The exercise - Nothing but the line with "the sky with" and the lines after it, through the end of the records below, is to be repeated, exactly as it is.

## Start

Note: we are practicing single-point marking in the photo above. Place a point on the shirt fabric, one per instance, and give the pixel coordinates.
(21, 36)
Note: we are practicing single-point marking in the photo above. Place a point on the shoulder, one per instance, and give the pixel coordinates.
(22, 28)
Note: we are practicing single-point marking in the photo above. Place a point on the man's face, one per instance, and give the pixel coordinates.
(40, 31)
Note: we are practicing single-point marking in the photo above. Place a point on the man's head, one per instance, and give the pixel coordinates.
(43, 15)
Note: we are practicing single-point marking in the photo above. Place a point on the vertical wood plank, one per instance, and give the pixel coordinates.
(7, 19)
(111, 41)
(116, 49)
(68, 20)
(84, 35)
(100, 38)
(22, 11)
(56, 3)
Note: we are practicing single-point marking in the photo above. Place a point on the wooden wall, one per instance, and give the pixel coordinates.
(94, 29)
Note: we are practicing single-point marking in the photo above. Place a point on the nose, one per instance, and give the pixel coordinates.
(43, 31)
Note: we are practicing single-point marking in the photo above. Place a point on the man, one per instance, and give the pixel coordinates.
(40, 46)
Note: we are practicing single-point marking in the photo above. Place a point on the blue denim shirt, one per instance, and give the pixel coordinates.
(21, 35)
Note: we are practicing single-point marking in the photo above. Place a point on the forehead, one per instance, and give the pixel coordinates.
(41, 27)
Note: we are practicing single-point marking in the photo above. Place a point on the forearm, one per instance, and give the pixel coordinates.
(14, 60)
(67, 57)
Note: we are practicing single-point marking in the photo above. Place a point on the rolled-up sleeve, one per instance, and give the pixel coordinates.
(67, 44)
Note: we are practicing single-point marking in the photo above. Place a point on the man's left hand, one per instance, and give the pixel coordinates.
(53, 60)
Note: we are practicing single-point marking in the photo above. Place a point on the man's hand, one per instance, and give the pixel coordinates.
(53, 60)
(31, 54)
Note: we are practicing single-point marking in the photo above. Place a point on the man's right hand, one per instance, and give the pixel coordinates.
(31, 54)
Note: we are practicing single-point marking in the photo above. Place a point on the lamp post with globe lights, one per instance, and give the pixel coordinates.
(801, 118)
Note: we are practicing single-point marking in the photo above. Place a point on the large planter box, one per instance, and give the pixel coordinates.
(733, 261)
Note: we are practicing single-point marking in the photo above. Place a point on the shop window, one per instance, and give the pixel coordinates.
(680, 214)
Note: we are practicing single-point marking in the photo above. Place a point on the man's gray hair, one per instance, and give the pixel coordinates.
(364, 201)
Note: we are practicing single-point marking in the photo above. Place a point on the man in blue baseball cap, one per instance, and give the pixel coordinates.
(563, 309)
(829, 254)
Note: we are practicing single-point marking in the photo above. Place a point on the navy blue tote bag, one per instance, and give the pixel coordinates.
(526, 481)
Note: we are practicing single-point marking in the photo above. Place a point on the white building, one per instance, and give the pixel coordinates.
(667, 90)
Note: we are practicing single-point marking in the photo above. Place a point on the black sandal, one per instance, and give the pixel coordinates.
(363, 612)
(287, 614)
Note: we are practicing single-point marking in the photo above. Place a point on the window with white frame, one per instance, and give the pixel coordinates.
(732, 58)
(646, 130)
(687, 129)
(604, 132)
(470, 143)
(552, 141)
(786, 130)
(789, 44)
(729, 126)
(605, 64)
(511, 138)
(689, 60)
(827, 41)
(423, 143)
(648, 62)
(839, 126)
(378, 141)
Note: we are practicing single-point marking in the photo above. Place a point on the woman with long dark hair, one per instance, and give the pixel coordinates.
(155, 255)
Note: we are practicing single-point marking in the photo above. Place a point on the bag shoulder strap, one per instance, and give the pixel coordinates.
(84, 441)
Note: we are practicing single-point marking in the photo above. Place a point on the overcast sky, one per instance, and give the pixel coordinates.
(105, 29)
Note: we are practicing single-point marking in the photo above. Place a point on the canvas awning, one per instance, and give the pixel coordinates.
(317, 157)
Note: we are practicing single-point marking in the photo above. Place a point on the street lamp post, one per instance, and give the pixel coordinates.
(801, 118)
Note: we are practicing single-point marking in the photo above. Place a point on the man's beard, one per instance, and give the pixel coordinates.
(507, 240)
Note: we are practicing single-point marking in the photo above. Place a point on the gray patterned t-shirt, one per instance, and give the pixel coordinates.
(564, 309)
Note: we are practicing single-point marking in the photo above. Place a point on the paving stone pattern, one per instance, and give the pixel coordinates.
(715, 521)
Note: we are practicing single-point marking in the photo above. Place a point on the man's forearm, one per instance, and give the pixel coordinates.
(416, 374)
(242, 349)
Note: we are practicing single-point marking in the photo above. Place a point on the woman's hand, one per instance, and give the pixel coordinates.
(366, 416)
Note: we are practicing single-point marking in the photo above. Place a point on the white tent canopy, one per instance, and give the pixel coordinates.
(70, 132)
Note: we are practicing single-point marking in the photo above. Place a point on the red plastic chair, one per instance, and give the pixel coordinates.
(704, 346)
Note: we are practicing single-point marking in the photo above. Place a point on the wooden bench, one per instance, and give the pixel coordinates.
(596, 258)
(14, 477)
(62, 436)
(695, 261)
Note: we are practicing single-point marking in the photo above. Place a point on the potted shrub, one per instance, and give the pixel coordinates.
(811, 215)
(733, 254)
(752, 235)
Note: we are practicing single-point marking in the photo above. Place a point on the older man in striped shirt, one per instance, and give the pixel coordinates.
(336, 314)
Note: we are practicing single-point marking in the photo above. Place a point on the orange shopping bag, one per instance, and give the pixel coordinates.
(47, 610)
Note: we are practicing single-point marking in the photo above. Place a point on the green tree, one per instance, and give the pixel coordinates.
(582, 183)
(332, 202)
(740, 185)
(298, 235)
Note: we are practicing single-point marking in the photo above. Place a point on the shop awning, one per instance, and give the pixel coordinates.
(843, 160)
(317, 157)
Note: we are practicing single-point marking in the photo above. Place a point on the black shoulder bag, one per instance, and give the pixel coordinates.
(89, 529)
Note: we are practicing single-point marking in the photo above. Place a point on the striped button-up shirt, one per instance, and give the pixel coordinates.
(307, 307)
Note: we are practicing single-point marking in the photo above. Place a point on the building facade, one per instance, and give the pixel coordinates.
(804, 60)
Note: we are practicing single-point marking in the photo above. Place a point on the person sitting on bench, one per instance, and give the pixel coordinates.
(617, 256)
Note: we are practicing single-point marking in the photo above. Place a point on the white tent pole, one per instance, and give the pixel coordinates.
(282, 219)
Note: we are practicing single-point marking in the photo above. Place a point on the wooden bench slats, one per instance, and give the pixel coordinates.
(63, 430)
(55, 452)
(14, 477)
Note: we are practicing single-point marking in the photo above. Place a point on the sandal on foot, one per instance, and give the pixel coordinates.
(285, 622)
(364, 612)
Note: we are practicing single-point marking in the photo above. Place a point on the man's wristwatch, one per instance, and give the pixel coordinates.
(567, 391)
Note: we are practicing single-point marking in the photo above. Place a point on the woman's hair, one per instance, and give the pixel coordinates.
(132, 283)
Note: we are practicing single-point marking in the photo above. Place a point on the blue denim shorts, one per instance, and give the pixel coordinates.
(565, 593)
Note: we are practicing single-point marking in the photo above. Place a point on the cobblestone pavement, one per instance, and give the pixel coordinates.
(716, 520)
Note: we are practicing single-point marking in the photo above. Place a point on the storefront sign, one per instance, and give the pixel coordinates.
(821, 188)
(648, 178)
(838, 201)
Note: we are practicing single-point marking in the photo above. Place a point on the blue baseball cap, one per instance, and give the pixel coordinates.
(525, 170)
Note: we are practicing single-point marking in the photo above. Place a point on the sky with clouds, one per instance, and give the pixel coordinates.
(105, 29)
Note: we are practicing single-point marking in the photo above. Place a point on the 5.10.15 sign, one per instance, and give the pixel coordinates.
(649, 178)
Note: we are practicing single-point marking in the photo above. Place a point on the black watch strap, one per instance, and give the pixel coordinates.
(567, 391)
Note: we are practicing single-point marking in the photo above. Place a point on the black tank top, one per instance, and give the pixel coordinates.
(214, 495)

## End

Full response -
Note: we are practicing single-point marking in the photo above. Place a point on the sky with clouds, one per instance, and give the pixel coordinates.
(105, 29)
Note: we are practicing single-point marking in the photo above. Place a point on the 5.10.15 sign, one per instance, and give the pixel coordinates.
(649, 178)
Note: we are practicing single-point marking in the photo above. Place a point on the black watch strap, one per instance, and give the pixel coordinates.
(567, 391)
Note: we are practicing single-point marking in the photo above. Place a point on the black tank top, one per instance, and give the pixel coordinates.
(214, 495)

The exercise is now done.